== Exercise ==
Rewrite the records below as a JSON list of strings, with one string per line and blank lines omitted. Keep the pictures out of your answer.

== Records supplied ==
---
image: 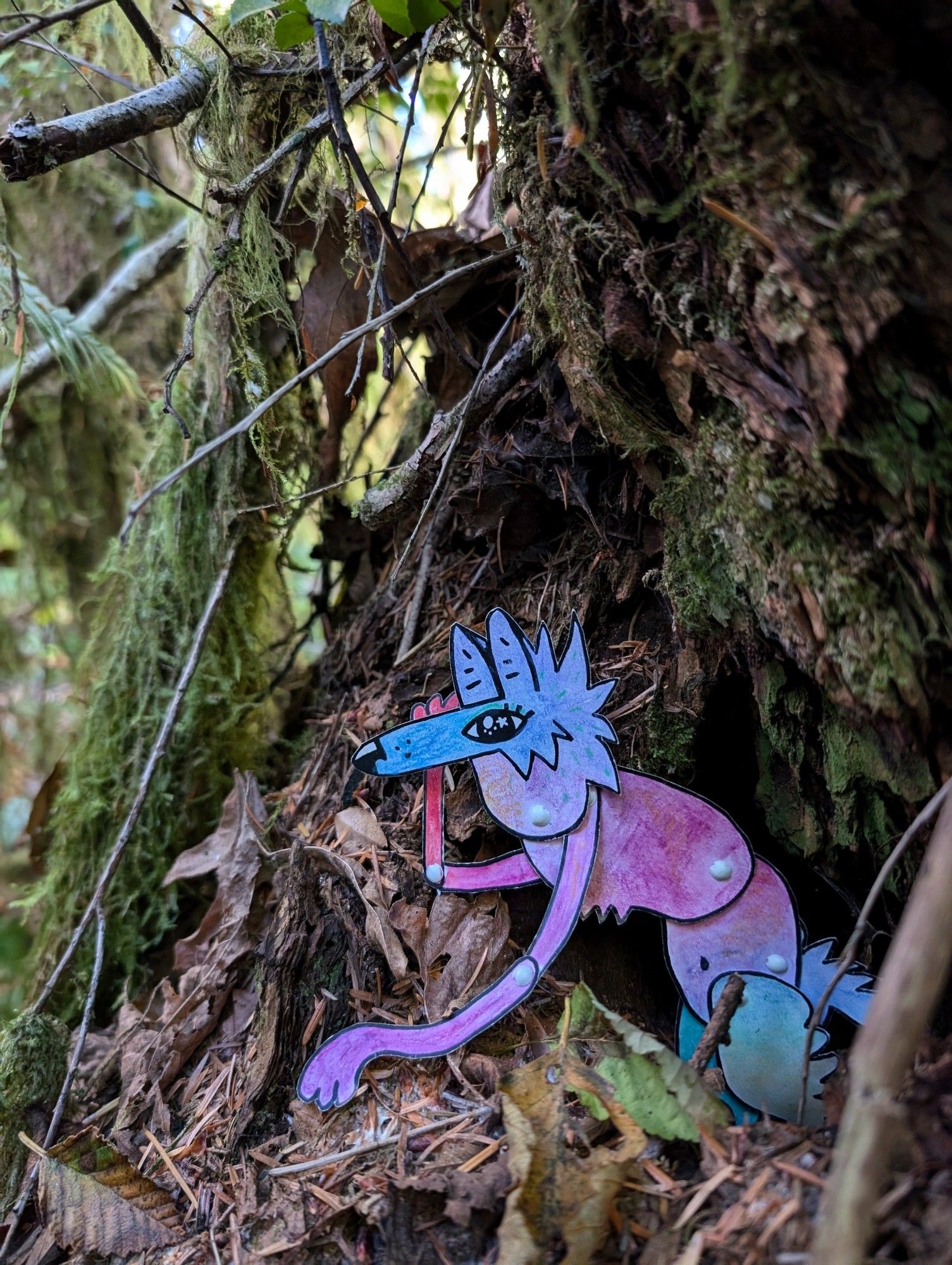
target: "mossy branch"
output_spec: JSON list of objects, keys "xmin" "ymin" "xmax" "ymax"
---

== Solution to the exercise ==
[
  "---",
  "image: ",
  "target: \"mossy branch\"",
  "output_spec: JSON list of objects, keys \"xmin\" \"ymin\" \"xmax\" \"ymax\"",
  "---"
]